> **INFORMATION GIVEN**
——

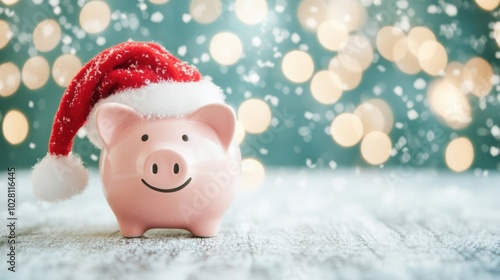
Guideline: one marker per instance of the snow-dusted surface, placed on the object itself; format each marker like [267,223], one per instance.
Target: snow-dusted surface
[329,224]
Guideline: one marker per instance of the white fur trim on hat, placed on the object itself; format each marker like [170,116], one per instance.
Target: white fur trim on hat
[159,100]
[57,178]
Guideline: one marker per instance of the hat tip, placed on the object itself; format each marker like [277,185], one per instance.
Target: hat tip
[57,178]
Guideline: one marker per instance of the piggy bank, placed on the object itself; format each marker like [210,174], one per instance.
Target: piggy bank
[168,159]
[177,172]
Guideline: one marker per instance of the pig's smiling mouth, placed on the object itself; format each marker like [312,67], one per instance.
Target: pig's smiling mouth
[167,190]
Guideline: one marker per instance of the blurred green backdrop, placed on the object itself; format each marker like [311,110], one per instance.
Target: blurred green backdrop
[299,133]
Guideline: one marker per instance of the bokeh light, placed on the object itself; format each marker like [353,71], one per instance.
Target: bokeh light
[346,129]
[433,58]
[297,66]
[255,115]
[478,74]
[15,127]
[326,87]
[95,16]
[46,35]
[10,78]
[36,72]
[449,103]
[488,5]
[65,68]
[459,154]
[205,11]
[333,35]
[226,48]
[253,174]
[5,33]
[251,11]
[375,115]
[376,147]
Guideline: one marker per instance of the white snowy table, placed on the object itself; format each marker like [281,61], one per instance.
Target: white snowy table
[301,224]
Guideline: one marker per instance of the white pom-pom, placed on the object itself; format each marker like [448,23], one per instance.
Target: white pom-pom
[57,178]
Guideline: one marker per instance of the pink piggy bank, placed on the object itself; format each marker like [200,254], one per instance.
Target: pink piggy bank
[177,172]
[168,159]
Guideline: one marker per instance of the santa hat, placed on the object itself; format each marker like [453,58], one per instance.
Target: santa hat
[143,76]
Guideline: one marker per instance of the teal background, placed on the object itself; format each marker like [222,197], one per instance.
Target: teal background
[281,145]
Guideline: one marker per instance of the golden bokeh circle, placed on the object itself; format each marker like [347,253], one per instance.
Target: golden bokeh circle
[346,129]
[226,48]
[251,11]
[5,33]
[376,147]
[297,66]
[332,35]
[478,74]
[95,16]
[65,68]
[15,127]
[36,72]
[205,11]
[326,87]
[488,5]
[459,154]
[253,174]
[10,78]
[46,35]
[255,115]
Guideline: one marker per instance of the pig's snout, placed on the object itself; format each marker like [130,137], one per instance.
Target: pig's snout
[165,169]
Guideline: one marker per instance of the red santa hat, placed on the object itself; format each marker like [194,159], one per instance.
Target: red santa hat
[143,76]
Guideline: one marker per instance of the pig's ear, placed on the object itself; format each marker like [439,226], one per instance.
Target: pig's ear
[110,117]
[220,118]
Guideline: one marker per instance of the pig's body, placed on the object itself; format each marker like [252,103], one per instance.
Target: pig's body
[168,173]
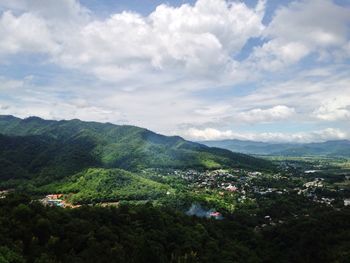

——

> **STATED TASK**
Please find every line in the items above that contains the word "circle" and copy each of those lines.

> **RESPONSE**
Guideline: one marker per instance of the golden bokeh circle, placed on the object itself; format each marker like [347,253], one per instance.
Target: golden bokeh circle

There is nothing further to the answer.